(Natural language region descriptions)
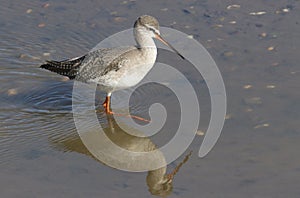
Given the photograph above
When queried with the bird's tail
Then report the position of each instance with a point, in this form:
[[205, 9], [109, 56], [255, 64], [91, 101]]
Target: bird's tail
[[69, 67]]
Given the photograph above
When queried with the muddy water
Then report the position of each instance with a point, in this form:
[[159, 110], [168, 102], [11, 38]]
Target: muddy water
[[256, 47]]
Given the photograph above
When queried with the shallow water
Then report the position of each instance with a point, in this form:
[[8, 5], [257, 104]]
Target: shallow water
[[257, 153]]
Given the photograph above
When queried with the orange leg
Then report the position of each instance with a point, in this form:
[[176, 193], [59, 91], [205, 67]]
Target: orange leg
[[106, 105]]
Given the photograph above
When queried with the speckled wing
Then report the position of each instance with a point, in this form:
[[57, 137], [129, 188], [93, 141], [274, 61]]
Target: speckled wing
[[100, 62]]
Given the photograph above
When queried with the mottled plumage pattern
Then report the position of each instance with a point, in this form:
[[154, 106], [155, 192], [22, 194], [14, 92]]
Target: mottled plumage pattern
[[69, 67], [98, 63]]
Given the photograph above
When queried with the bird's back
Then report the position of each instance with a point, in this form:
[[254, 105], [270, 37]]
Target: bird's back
[[99, 62]]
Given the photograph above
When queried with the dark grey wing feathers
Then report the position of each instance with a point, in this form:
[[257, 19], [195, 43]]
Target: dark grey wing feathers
[[69, 67]]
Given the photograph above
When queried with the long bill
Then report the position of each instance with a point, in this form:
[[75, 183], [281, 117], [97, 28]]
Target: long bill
[[168, 44]]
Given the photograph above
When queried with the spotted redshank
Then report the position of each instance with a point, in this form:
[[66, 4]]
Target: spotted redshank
[[116, 68]]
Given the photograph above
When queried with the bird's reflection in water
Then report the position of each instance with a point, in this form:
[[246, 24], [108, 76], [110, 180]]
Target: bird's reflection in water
[[159, 182]]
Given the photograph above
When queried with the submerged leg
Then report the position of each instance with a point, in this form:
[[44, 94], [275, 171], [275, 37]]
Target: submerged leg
[[106, 106]]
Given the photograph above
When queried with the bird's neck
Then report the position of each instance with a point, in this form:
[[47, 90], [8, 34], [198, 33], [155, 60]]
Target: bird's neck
[[144, 41]]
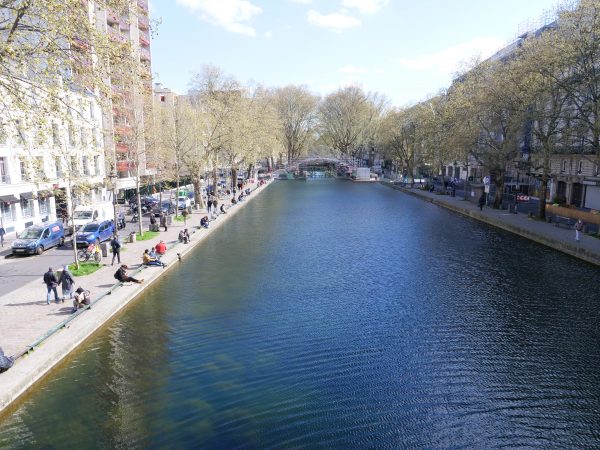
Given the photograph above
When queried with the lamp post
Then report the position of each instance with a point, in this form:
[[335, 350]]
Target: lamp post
[[113, 183]]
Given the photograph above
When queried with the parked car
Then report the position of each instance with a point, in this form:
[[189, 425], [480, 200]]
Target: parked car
[[37, 238], [183, 202], [149, 202], [167, 208], [95, 232]]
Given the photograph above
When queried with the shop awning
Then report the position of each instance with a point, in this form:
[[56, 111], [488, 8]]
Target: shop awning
[[9, 198]]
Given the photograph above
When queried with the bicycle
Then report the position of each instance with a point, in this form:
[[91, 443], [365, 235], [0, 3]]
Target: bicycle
[[85, 254]]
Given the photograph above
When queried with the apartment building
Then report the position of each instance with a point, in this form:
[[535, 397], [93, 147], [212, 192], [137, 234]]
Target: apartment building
[[124, 123], [39, 166]]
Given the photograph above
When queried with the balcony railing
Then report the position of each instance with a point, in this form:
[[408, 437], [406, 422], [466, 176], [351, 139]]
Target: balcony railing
[[122, 148], [144, 54], [116, 35], [112, 17], [143, 23]]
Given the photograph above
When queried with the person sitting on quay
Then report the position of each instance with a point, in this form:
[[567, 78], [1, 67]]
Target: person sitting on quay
[[204, 223], [161, 248], [82, 298], [148, 260], [121, 275], [184, 236], [66, 281]]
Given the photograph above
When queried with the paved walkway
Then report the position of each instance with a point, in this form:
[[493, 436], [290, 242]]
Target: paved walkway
[[24, 314], [559, 238]]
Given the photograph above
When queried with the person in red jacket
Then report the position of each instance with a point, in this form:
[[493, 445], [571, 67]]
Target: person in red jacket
[[161, 248]]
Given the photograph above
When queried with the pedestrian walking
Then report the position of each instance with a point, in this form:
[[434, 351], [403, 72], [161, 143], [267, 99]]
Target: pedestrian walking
[[51, 283], [115, 245], [66, 283], [481, 201], [163, 220], [578, 229]]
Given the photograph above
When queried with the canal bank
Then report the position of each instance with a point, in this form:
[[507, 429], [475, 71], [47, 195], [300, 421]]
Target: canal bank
[[557, 238], [26, 315]]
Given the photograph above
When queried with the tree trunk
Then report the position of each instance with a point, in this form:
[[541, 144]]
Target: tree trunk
[[139, 203], [215, 187], [177, 196], [233, 181], [499, 183]]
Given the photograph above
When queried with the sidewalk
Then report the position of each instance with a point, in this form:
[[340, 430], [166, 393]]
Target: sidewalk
[[25, 316], [548, 234]]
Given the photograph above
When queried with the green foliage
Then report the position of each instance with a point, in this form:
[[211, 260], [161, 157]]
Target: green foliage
[[147, 235], [85, 268]]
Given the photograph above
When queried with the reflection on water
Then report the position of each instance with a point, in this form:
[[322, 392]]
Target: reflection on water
[[339, 315]]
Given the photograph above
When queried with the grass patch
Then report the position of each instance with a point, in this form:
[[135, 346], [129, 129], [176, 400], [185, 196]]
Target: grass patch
[[85, 268], [146, 236]]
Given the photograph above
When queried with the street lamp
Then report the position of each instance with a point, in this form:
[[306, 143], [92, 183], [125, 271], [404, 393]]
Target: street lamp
[[113, 182]]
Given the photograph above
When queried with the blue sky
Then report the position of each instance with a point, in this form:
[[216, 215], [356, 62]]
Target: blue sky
[[404, 49]]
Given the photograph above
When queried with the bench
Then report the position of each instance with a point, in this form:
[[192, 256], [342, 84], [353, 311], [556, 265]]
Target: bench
[[561, 220]]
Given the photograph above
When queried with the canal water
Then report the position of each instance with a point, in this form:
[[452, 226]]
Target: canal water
[[338, 315]]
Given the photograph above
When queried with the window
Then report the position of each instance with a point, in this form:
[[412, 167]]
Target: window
[[84, 137], [40, 167], [55, 134], [58, 166], [24, 170], [20, 134], [74, 166], [44, 204], [8, 212], [3, 171], [2, 134], [26, 208], [71, 136]]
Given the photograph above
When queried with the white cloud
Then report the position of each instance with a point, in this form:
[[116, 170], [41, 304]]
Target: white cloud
[[337, 22], [233, 15], [353, 70], [365, 6], [448, 61]]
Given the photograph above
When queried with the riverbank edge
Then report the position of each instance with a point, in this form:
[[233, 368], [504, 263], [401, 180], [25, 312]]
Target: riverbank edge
[[569, 249], [34, 367]]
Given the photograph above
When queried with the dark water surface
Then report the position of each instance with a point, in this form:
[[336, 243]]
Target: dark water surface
[[339, 315]]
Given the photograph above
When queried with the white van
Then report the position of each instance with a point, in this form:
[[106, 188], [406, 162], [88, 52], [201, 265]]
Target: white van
[[84, 214]]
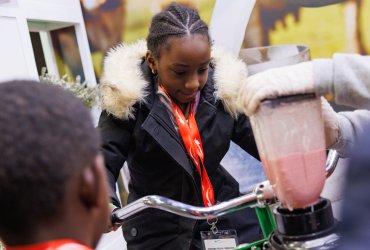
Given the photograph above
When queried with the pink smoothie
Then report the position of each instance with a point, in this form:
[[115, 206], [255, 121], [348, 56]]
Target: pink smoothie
[[297, 178]]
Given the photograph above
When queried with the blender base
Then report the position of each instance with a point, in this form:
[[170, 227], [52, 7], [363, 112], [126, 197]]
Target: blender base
[[308, 228]]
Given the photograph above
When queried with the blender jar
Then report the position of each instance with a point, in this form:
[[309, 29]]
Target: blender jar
[[289, 133]]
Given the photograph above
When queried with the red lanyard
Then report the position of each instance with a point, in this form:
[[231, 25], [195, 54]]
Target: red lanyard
[[193, 143], [53, 245]]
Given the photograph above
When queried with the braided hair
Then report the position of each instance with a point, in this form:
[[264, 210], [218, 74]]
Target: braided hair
[[175, 21]]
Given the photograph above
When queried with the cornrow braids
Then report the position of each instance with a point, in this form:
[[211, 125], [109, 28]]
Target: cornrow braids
[[175, 21]]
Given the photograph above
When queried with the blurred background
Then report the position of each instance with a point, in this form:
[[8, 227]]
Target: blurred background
[[343, 27]]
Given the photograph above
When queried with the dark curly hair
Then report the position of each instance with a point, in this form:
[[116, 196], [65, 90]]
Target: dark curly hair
[[175, 21], [46, 136]]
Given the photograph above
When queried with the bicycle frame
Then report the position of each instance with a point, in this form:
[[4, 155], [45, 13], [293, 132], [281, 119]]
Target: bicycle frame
[[260, 197]]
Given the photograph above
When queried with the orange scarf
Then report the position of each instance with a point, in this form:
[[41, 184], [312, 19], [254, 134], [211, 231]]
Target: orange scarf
[[52, 245], [193, 143]]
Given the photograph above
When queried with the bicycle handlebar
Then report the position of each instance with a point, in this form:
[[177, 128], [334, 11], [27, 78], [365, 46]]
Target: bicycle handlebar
[[257, 196]]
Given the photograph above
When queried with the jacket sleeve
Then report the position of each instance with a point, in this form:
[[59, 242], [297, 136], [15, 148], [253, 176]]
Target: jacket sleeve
[[116, 136], [243, 136], [346, 77]]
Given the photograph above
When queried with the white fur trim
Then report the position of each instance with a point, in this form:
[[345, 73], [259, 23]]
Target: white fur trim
[[229, 75], [122, 83]]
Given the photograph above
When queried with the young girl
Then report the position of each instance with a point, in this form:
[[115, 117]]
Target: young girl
[[169, 111]]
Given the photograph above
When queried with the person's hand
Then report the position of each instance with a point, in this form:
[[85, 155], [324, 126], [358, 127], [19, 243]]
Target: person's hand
[[331, 123], [288, 80]]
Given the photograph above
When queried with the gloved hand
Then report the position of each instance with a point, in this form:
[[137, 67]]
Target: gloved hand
[[331, 123], [288, 80]]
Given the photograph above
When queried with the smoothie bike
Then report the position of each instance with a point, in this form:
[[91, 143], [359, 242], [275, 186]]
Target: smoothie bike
[[297, 130]]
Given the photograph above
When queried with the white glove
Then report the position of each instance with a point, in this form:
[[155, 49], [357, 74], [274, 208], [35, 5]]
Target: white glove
[[331, 123], [288, 80]]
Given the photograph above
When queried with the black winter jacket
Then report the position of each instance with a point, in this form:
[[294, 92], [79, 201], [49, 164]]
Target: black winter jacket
[[142, 134]]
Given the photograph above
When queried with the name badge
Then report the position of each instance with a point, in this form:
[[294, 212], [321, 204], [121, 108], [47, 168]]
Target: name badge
[[220, 240]]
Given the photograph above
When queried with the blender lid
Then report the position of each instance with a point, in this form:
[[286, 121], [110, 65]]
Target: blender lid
[[276, 102]]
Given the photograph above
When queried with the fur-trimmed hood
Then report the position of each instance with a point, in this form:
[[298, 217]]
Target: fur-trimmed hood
[[123, 83]]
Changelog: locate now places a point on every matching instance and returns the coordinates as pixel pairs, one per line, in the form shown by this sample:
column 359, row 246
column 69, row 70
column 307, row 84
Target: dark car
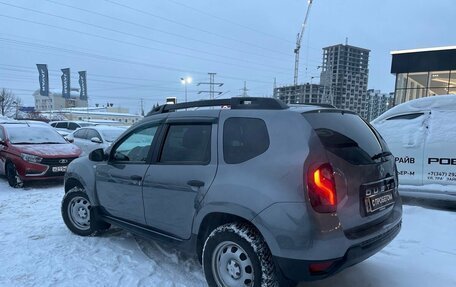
column 261, row 192
column 33, row 152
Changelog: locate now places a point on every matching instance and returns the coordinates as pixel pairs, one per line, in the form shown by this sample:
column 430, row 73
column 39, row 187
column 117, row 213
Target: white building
column 55, row 101
column 378, row 103
column 108, row 115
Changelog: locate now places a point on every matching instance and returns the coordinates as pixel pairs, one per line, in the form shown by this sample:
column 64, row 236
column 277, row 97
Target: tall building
column 55, row 101
column 344, row 75
column 378, row 103
column 424, row 72
column 307, row 93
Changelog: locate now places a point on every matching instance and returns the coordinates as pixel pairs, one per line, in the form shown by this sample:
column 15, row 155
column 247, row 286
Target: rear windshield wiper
column 380, row 155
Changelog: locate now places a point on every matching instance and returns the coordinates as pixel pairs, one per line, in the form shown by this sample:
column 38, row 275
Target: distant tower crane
column 298, row 43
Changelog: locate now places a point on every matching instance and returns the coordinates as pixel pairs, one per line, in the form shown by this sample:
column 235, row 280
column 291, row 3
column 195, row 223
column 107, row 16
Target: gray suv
column 263, row 193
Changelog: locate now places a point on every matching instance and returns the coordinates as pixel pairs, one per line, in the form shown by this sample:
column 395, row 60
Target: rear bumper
column 298, row 270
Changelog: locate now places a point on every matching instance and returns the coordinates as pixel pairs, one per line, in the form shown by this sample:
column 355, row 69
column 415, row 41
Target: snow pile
column 38, row 250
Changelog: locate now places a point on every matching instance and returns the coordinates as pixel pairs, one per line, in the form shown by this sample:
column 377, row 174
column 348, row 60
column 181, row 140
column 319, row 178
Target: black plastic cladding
column 236, row 103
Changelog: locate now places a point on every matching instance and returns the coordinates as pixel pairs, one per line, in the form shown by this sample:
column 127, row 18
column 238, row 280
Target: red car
column 33, row 152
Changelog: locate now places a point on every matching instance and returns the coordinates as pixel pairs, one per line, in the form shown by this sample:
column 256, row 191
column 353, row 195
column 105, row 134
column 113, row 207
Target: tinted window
column 91, row 133
column 62, row 125
column 73, row 126
column 406, row 117
column 135, row 147
column 81, row 134
column 244, row 139
column 346, row 135
column 187, row 144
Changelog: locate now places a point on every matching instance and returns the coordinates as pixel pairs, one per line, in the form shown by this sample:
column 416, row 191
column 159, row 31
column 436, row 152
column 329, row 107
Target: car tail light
column 322, row 189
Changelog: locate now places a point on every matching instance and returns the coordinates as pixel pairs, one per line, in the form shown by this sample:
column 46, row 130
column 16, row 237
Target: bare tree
column 9, row 103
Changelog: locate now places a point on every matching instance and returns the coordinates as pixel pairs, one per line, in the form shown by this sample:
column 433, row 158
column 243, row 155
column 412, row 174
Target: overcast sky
column 140, row 49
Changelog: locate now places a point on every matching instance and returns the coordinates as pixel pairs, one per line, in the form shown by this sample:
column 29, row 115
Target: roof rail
column 235, row 103
column 315, row 104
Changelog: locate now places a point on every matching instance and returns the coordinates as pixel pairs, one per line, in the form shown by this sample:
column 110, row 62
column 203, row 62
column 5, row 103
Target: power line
column 113, row 59
column 159, row 30
column 211, row 84
column 135, row 36
column 228, row 21
column 192, row 27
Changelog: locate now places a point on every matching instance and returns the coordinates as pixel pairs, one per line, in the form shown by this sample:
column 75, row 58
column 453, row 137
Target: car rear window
column 346, row 135
column 244, row 139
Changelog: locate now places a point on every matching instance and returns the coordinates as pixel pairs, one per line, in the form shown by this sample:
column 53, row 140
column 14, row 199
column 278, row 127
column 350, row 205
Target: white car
column 91, row 138
column 69, row 126
column 421, row 134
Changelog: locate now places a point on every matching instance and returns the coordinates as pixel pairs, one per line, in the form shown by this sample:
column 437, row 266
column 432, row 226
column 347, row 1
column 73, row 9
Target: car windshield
column 33, row 135
column 111, row 134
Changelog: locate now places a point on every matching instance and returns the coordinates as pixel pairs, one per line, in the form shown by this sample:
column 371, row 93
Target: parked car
column 261, row 192
column 90, row 138
column 70, row 126
column 33, row 152
column 422, row 136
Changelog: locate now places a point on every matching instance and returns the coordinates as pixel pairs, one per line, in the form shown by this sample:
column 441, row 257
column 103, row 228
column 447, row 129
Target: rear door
column 440, row 149
column 363, row 168
column 405, row 135
column 182, row 173
column 119, row 182
column 2, row 154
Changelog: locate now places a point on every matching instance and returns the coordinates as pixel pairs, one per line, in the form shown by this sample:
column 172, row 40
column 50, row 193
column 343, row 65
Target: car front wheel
column 78, row 215
column 235, row 255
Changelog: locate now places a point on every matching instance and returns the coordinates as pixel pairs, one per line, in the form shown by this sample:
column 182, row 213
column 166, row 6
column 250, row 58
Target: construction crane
column 298, row 43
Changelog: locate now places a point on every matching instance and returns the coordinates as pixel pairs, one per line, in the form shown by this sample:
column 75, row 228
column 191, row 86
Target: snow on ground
column 38, row 250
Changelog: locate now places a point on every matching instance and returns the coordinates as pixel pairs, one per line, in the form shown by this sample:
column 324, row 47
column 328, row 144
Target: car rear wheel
column 78, row 215
column 12, row 176
column 235, row 255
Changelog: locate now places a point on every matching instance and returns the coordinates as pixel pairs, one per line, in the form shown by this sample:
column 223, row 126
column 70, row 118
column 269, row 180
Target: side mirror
column 98, row 155
column 96, row 140
column 69, row 138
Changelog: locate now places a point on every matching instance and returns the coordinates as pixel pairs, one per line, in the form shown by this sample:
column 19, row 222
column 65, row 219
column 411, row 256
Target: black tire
column 235, row 254
column 12, row 176
column 78, row 215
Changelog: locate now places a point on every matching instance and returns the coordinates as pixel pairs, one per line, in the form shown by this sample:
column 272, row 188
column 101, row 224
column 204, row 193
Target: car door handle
column 136, row 177
column 195, row 183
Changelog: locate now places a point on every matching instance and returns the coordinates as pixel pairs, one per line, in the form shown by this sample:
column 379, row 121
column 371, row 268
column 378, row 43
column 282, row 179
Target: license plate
column 59, row 169
column 379, row 202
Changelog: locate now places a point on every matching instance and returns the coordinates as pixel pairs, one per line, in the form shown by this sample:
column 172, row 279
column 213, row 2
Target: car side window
column 135, row 147
column 187, row 144
column 62, row 125
column 73, row 126
column 406, row 116
column 244, row 139
column 91, row 133
column 81, row 133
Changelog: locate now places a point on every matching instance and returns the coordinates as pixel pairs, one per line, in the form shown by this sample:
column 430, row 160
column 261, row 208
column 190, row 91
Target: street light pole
column 185, row 81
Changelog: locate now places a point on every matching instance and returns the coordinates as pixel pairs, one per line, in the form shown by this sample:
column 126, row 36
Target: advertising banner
column 43, row 79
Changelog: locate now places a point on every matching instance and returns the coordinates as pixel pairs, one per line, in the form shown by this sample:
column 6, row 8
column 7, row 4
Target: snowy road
column 38, row 250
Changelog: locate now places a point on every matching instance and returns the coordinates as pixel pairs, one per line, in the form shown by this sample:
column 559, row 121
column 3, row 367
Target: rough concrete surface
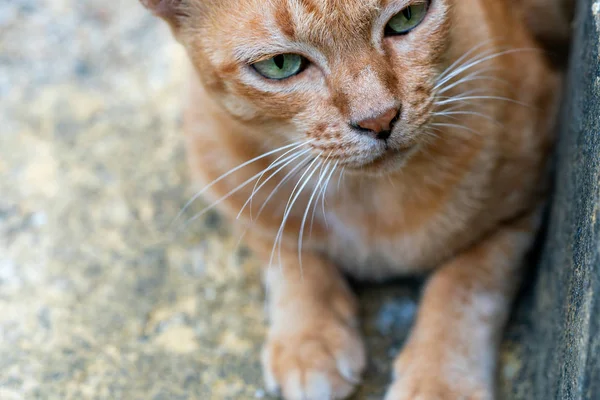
column 97, row 300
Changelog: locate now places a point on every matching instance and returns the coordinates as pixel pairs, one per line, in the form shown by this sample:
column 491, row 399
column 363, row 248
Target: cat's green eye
column 281, row 66
column 406, row 20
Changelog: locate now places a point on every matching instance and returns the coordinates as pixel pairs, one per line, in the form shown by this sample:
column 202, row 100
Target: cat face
column 355, row 77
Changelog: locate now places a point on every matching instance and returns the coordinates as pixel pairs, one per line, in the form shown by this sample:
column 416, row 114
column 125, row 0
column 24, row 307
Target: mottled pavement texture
column 96, row 300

(What you will do) Of the lines above, extract only those from the line with "column 272, row 188" to the line with "column 379, row 121", both included, exactly as written.

(Solution to this exercise)
column 272, row 188
column 101, row 224
column 204, row 193
Target: car door handle
column 136, row 177
column 195, row 183
Changelog: locate now places a point on every matching instance and returns the coordinates as pixel pairs, one per line, in the form shown by this sample:
column 379, row 121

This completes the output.